__Reading text__
-=-=-=-=-

Cheetah spot by spot: LAST COMMITTED READ
This is the first of a series of articles about the announced features of IDS v11.10, code named Cheetah and currently available as Beta release. I'll try to show the features in random order. Being the first doesn't mean it's more or less important than other features.
LAST COMMITTED READ is a new isolation level that is available in Cheetah. As you probably know, the isolation levels define how "isolated" one session's transactions are from other sessions. If you're not familiar with the subject I suggest you search online. Wikipedia has a nice article on this.
If you ever did any programming in Informix databases you surely understand the subject and you know that the two most used isolation levels are COMMITTED READ (the default for logging databases) and DIRTY READ. In short terms their definitions are:
- COMMITTED READ
In this isolation level, your session will "honour" other session's locks. The session's behaviour when it finds a locked resource (table row, index key) depends on the LOCK MODE you selected. If using the default (LOCK MODE NOT WAIT), you'll get an error immediately. If using a time wait (LOCK MODE TO WAIT [x seconds]), it will wait the maximum number of seconds for the lock release. If the lock remains after that timeout you'll get the same error as with lock mode NOT WAIT.

-=-=-=-=-

__Data extract__
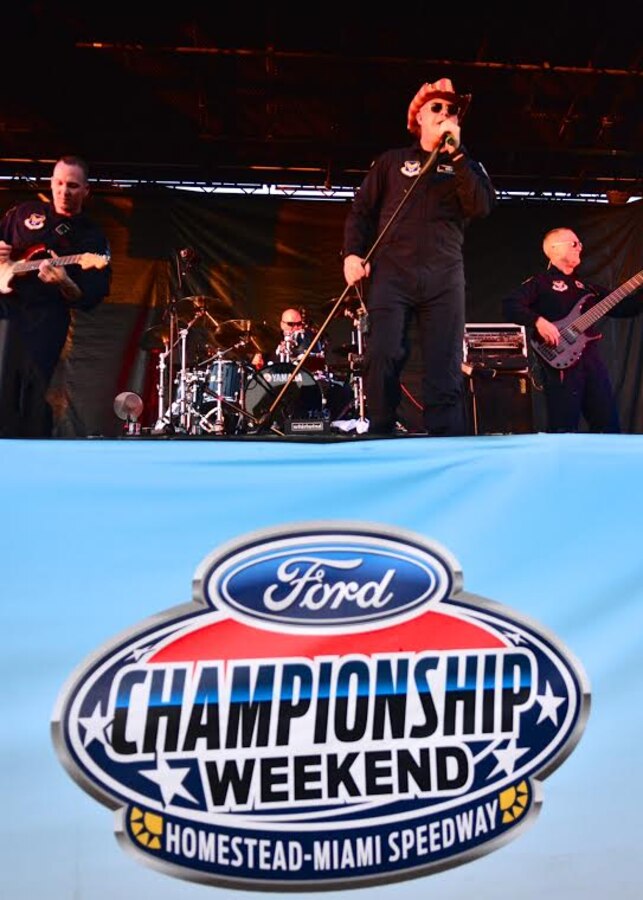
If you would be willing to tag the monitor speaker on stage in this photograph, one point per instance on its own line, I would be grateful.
(499, 402)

-=-=-=-=-

__Tasks to carry out__
1. Please change the part of the Cheetah article that opens with the words containing "Cheetah spot by" and closes with "article on this.", putting "preview release" in place of "Beta release".
2. According to the Cheetah article, which isolation level is the default for logging databases?
3. Carry the Cheetah article on from where it stops.

__In response__
1.
Cheetah spot by spot: LAST COMMITTED READ
This is the first of a series of articles about the announced features of IDS v11.10, code named Cheetah and currently available as preview release. I'll try to show the features in random order. Being the first doesn't mean it's more or less important than other features.
LAST COMMITTED READ is a new isolation level that is available in Cheetah. As you probably know, the isolation levels define how "isolated" one session's transactions are from other sessions. If you're not familiar with the subject I suggest you search online. Wikipedia has a nice article on this.

2. COMMITTED READ

3.
This is equivalent to the ANSI COMMITTED READ isolation level - DIRTY READ
In this mode, your session won't "see" any locks. It will not give you errors or wait. It will read whatever value is available at the moment. It is called "dirty" because this means you may get values that aren't and possibly will never be committed in the database.
This is equivalent to the ANSI UNCOMMITTED READ
Note also that this lock waiting and/or lock ignoring happens when we're SELECTing data. Obviously, if you want to change the data, even in DIRTY READ you'll have to wait for any lock holder to finish his transaction and unlock the resource.
So, what does Cheetah bring into this issue? A new isolation level called "COMMITTED READ LAST COMMITTED".
This isolation level is similar to COMMITTED READ in the sense that it only returns committed data, but with the great advantage that your reads will never block. If your session hits a locked resource, the IDS engine will retrieve the value that was there before the current lock holder session made any change. That's where the name "LAST COMMITTED" came...
This information is always available because if the lock holding transaction tries to ROLLBACK WORK, the original value will have to be restored.
Some of you with knowledge from other RDBMS like Oracle or Postgres may be wondering what's new about this... Well, historically there have been two types of RDBMS: The versioning (each transaction gets a "version" number that marks all the data it changes) and the non-versioning. The versioning RDBMSs have always this sort of isolation levels because each transaction sees the "current image" of the Database. But the non-versioning RDBMS usually didn't implement this. They have more light-weight reading primitives that read the data directly (not the before images marked with earlier versions stamps) and this causes the locking conflicts.
Also, some versioning RDBMS don't support the ANSI UNCOMMITTED READ, because the way they read doesn't allow it.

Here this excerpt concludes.